Given exercise a: Reproduce, word for word, the part of the passage below on recruiting talent into Nigeria's governance, starting at "Many others who" and ending at "and moral peccadilloes.".

● ● ● ● ●

However, the sad part of the recruitment of the best and the brightest into the governance of Nigeria is that many of these talented persons often end up either being frustrated out of the system, or they end up being set up for infractions, or at worst, as is common, they are left with bruised hearts and egos. I once heard the story of an accomplished engineer who had worked in a top engineering company in the United States who was brought home to re-design some structures for the Nigerian electricity network. He came up with his designs which he thought would be cost-effective and deliver on the objective, but what he proposed would result in the demolition of some houses belonging to very powerful Nigerians. He was promptly advised to change his design to save those houses. He put up a spirited argument about engineering, cost and credibility. He was told that in this country some persons and spaces are untouchable. He quoted engineering expertise. He had to be reminded that Nigeria is not the United States. Out of frustration, the fellow packed his luggage and left. He would rank as one of the luckiest.

Many others who thought that they could join the post-military train and help save Nigeria were not so lucky. There are examples of Nigerians who have tried to save Nigeria but have paid with their lives, or the lives of their relatives, or who remain scarred for life. When they are invited to serve, it is natural for them to see that as a special form of recognition, out of a large population of more than 200 million people. But Nigeria is like a stockfish: when you think you can bend it with bare hands, you may end up bending your hands in the process. Many who tried did so in vain. The stories are many, and I do not want to delve into too many individual tales, because every example has its own peculiar details, true and fictional, real and imagined, since those we identify as the best and the brightest have their own individuality and moral peccadilloes.

● ● ● ● ●

Given exercise b: Count the lines of the listing below that contain the string "monkey", matching case exactly. Reply with the number alone.

Provided data:
● ● ● ● ●

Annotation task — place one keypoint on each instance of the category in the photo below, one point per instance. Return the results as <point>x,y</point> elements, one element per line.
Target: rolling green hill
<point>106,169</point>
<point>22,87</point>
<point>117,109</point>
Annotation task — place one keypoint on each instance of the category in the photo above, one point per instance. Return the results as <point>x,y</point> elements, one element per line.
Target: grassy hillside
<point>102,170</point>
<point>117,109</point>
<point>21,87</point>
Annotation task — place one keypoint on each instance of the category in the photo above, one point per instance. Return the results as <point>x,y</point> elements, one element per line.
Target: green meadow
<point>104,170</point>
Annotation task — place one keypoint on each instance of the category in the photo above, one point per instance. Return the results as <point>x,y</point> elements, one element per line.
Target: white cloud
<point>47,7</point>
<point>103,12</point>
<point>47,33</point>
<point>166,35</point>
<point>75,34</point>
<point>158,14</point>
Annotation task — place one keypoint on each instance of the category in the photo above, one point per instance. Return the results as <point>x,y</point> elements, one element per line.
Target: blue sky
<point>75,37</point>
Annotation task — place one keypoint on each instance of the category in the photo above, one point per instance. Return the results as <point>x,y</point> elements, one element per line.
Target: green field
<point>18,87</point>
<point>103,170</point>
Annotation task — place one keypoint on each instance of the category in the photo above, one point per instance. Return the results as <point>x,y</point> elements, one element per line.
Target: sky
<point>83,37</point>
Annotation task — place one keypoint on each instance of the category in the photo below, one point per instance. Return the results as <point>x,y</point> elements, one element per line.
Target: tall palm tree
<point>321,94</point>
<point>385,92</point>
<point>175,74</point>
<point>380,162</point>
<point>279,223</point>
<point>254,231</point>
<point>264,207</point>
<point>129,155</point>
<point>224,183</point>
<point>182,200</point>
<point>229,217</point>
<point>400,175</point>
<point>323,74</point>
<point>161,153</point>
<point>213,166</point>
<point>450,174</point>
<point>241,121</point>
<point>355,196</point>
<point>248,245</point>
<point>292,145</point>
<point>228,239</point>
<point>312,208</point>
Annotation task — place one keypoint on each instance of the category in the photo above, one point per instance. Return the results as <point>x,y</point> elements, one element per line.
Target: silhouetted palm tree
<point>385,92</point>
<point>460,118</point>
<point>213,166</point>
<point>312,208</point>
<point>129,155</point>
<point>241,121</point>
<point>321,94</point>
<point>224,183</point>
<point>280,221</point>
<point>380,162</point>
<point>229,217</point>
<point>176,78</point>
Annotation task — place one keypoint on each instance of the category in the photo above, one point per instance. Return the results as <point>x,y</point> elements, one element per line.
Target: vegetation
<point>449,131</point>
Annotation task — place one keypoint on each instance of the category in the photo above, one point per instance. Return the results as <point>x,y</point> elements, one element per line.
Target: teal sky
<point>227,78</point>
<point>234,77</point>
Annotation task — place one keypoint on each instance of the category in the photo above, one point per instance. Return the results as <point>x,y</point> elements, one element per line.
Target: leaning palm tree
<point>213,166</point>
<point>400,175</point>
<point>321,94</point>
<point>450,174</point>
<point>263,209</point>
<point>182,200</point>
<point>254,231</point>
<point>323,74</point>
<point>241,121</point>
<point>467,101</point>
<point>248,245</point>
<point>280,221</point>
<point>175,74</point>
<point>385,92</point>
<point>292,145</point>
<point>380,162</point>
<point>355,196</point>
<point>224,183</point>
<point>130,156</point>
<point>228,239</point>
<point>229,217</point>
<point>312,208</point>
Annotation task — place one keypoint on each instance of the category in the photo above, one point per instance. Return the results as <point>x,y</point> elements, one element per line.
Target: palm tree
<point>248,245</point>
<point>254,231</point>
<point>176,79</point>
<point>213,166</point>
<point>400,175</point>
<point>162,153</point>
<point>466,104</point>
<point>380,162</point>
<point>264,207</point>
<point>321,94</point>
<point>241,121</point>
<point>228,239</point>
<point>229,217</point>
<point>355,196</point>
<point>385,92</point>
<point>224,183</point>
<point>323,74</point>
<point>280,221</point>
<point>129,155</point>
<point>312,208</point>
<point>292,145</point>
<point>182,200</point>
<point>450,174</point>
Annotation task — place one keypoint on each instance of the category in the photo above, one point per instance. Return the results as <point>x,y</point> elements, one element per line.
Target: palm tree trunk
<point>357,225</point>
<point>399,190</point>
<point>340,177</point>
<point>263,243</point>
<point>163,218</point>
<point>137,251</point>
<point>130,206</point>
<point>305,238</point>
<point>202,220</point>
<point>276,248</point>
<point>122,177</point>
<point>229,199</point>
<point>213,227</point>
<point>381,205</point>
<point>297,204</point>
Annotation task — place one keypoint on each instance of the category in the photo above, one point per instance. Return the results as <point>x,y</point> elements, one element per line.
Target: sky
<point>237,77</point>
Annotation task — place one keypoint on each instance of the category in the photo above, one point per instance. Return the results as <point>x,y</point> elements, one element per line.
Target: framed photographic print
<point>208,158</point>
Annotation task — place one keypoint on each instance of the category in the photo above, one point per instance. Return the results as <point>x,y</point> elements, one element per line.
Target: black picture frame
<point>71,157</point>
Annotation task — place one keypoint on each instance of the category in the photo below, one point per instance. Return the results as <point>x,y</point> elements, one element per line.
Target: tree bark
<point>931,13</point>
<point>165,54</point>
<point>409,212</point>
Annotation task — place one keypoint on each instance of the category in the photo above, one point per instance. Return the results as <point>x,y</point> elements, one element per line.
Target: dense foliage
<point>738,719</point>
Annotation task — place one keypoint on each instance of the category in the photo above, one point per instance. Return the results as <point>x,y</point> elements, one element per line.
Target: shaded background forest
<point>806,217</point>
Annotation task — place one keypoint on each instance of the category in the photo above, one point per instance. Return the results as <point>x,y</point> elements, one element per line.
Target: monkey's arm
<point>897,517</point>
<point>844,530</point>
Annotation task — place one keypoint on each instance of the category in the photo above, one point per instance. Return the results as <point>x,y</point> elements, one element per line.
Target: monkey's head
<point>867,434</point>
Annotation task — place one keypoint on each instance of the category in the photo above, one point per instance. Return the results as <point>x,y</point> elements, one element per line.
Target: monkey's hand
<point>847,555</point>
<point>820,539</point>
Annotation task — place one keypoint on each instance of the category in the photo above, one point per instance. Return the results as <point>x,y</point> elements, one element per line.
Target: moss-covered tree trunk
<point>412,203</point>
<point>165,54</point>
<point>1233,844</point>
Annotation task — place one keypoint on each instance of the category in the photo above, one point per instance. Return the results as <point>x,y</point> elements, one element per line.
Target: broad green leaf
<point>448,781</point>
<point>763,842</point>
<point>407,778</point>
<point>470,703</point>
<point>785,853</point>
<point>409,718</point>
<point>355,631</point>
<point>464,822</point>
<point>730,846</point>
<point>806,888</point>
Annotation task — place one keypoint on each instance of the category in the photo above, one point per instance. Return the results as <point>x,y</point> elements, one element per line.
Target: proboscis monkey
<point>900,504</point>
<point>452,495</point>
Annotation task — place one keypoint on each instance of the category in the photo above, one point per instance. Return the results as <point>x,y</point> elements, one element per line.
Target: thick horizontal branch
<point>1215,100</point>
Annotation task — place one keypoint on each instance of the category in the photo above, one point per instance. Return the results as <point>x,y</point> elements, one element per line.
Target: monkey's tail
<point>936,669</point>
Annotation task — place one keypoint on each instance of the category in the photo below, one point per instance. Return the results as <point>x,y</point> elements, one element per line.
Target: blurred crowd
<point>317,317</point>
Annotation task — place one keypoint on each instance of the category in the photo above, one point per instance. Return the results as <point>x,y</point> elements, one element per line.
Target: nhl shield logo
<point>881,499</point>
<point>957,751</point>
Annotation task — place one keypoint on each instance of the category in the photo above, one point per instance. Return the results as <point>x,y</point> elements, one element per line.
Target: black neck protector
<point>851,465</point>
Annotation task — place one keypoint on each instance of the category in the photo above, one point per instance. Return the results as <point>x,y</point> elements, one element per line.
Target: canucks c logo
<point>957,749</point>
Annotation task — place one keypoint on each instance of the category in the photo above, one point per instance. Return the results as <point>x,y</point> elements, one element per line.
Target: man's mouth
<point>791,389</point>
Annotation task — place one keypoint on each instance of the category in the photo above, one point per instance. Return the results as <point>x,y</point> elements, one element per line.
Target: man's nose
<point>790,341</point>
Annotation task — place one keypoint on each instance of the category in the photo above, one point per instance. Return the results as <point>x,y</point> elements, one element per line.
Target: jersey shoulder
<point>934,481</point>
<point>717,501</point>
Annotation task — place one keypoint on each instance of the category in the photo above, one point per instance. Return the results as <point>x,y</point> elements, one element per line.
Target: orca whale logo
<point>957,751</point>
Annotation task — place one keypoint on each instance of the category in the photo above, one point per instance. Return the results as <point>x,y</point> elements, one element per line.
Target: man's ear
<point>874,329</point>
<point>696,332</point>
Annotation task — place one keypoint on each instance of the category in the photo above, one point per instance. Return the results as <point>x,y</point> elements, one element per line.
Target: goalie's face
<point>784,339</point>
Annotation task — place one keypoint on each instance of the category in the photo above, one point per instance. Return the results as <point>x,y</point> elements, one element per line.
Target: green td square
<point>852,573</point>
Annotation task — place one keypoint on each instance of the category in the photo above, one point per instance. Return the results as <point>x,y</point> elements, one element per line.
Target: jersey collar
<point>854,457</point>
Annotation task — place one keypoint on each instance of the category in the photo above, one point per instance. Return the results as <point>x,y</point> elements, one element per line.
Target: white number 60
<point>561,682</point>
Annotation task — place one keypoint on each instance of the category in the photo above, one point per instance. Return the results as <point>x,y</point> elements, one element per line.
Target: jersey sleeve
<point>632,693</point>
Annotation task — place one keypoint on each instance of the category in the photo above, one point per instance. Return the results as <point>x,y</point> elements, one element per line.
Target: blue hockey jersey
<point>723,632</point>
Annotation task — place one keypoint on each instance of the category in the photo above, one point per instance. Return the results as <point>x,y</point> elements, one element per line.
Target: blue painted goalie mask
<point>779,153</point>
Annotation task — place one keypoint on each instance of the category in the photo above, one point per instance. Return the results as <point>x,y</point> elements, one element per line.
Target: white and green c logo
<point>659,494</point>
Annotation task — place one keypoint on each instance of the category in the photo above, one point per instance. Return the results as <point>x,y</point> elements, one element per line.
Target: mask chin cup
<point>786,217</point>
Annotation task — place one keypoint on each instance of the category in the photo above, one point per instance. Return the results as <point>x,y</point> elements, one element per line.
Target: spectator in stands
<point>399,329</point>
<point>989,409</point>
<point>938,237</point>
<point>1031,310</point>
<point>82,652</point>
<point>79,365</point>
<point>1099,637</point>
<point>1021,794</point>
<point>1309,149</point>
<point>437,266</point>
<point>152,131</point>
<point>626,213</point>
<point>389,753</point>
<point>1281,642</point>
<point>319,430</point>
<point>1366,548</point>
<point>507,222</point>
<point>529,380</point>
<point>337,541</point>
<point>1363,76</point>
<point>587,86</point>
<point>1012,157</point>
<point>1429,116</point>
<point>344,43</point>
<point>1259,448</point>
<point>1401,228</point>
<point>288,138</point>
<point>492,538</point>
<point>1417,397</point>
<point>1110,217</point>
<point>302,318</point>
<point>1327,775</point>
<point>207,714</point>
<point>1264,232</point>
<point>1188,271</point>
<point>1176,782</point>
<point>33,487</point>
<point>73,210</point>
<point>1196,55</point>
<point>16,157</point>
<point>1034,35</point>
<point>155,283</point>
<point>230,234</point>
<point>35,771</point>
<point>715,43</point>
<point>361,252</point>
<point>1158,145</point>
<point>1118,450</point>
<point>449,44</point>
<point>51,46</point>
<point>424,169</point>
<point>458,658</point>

● ● ● ● ●

Correct response a:
Many others who thought that they could join the post-military train and help save Nigeria were not so lucky. There are examples of Nigerians who have tried to save Nigeria but have paid with their lives, or the lives of their relatives, or who remain scarred for life. When they are invited to serve, it is natural for them to see that as a special form of recognition, out of a large population of more than 200 million people. But Nigeria is like a stockfish: when you think you can bend it with bare hands, you may end up bending your hands in the process. Many who tried did so in vain. The stories are many, and I do not want to delve into too many individual tales, because every example has its own peculiar details, true and fictional, real and imagined, since those we identify as the best and the brightest have their own individuality and moral peccadilloes.

Correct response b: 5